-- Written instruction 1 --
In the message, rewrite the paragraph beginning "If it's about not wanting to break existing users" as a short list that keeps its main points.
-- Written instruction 2 --
In one to three sentences, explain why the message advises not worrying much about OSGi.
-- Written instruction 3 --
Rewrite everything in the message from "2014-08-27 7:15 GMT+02:00" down to "release such as 5?", changing "client code" to "user code".

-- Page --
=======

[hibernate-dev] Compatibility Considerations wiki

Gunnar Morling gunnar at hibernate.org
Wed Aug 27 02:20:38 EDT 2014


2014-08-27 7:15 GMT+02:00 Steve Ebersole <steve at hibernate.org>:

> They are an SPI.  I'd break many Hibernate projects and third-party
> integrations if I just moved them...
>

Yes, it would break client code using these SPIs, but isn't such breakage
covered by the rules you laid out before? You even allowed for breaking SPI
changes between minor release families (from 4.3 to 4.4), so such a
re-organization should be acceptable for a major release such as 5?

Or are you saying that there is a category of changes which is "too big"
and thus never can be done? As a library user I personally can say that I'd
be ok with this sort of changes in a major upgrade, in particular if its as
easy to adapt to as just importing (otherwise un-altered) types from other
packages.

Btw. what are the rules/expectations for API changes in a major version
(5), are breaking changes allowed there? The document only seems to
describe changes within a release family ("API contracts should be
considered stable across all releases within a major version (3.x or 4.x,
etc)").

>
> On Tue, Aug 26, 2014 at 1:34 AM, Gunnar Morling <gunnar at hibernate.org>
> wrote:
>
>> 2014-08-25 18:37 GMT+02:00 Steve Ebersole <steve at hibernate.org>:
>>
>> This is all certainly true.  I think specifically of things like
>>> persisters, which by "package break down" are currently considered API.
>>>
>>
>> That's a good example. You say based on their package they are considered
>> API, but is that what you actually want for these types? Or, if these types
>> actually should not be considered an API, why can't they be moved?
>>
>> If it's about not wanting to break existing users, I'd say then either a)
>> these types actually *are* an API (why otherwise would we care about
>> backwards compatibility with clients) or b) I wouldn't care about the
>> breakage (in a major release such as 5) because clients should not have
>> used those actually internal parts to begin with. Maybe the fact that those
>> parts are internal was not communicated clearly enough, but a major release
>> seems like the right occasion to fix this then.
>>
>> Also, as far as OSGi, I would suggest not worrying about that so much
>>> (Gunnar).  Keep in mind that even today this OSGi manifest info is
>>> generated by build logic.  Changing that build logic to look at annotations
>>> rather that parsing .class file path is not that big of a deal imo.
>>>  Devil's-in-the-details of course, but in theory it should not be a big
>>> deal.
>>>
>>>
>>> On Mon, Aug 18, 2014 at 6:12 AM, Sanne Grinovero <sanne at hibernate.org>
>>> wrote:
>>>
>>>> I won't speak for Steve's reasons, but I agree with the granularity
>>>> problem.

=======

-- Provided records --
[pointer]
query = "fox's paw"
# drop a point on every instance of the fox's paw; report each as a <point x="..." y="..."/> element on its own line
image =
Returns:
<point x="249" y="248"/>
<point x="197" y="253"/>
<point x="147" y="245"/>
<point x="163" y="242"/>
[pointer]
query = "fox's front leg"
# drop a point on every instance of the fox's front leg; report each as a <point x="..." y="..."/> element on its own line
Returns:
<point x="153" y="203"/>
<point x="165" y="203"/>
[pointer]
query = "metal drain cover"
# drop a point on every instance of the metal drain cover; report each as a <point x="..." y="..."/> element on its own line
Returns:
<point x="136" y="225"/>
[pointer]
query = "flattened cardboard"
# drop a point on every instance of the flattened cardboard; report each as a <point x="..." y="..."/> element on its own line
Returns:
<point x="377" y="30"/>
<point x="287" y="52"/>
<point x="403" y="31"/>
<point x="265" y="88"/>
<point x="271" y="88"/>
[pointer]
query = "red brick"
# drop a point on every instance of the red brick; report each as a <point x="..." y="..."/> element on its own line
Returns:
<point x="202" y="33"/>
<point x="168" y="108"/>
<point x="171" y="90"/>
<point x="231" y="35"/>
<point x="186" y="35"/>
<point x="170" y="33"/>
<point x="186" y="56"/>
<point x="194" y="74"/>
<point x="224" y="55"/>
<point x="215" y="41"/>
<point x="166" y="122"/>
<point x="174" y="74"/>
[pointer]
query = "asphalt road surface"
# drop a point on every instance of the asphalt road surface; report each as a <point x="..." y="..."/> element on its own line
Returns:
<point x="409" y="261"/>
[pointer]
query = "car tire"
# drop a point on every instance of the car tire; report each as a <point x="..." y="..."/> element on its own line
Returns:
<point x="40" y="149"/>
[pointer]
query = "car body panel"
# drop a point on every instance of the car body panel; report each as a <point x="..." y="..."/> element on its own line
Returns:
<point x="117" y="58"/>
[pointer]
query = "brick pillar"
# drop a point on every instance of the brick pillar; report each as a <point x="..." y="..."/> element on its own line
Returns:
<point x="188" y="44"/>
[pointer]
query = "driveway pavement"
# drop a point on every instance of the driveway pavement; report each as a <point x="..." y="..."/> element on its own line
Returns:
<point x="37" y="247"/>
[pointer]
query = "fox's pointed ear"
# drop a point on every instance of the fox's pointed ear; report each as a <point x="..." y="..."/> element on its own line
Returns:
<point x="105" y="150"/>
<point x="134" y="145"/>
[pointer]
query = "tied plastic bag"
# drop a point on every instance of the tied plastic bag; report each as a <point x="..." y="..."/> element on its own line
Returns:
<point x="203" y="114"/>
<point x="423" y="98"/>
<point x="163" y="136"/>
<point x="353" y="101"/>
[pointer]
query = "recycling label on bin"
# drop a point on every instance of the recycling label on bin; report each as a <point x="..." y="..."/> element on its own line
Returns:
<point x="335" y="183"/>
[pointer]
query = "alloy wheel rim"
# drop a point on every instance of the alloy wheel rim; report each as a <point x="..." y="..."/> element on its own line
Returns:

=======

-- Written reply 1 --
- If the concern is not breaking existing users, there are two possibilities.
- a) The types really are an API, since otherwise backwards compatibility with clients wouldn't matter.
- b) The breakage doesn't matter in a major release such as 5, because clients should never have used internal parts.
- The internal status may not have been communicated clearly enough, but a major release is the right occasion to fix that.

-- Written reply 2 --
The OSGi manifest information is already generated by build logic. Changing that logic to look at annotations rather than parsing .class file paths is not a big deal, at least in theory.

-- Written reply 3 --
2014-08-27 7:15 GMT+02:00 Steve Ebersole <steve at hibernate.org>:

> They are an SPI.  I'd break many Hibernate projects and third-party
> integrations if I just moved them...
>

Yes, it would break user code using these SPIs, but isn't such breakage
covered by the rules you laid out before? You even allowed for breaking SPI
changes between minor release families (from 4.3 to 4.4), so such a
re-organization should be acceptable for a major release such as 5?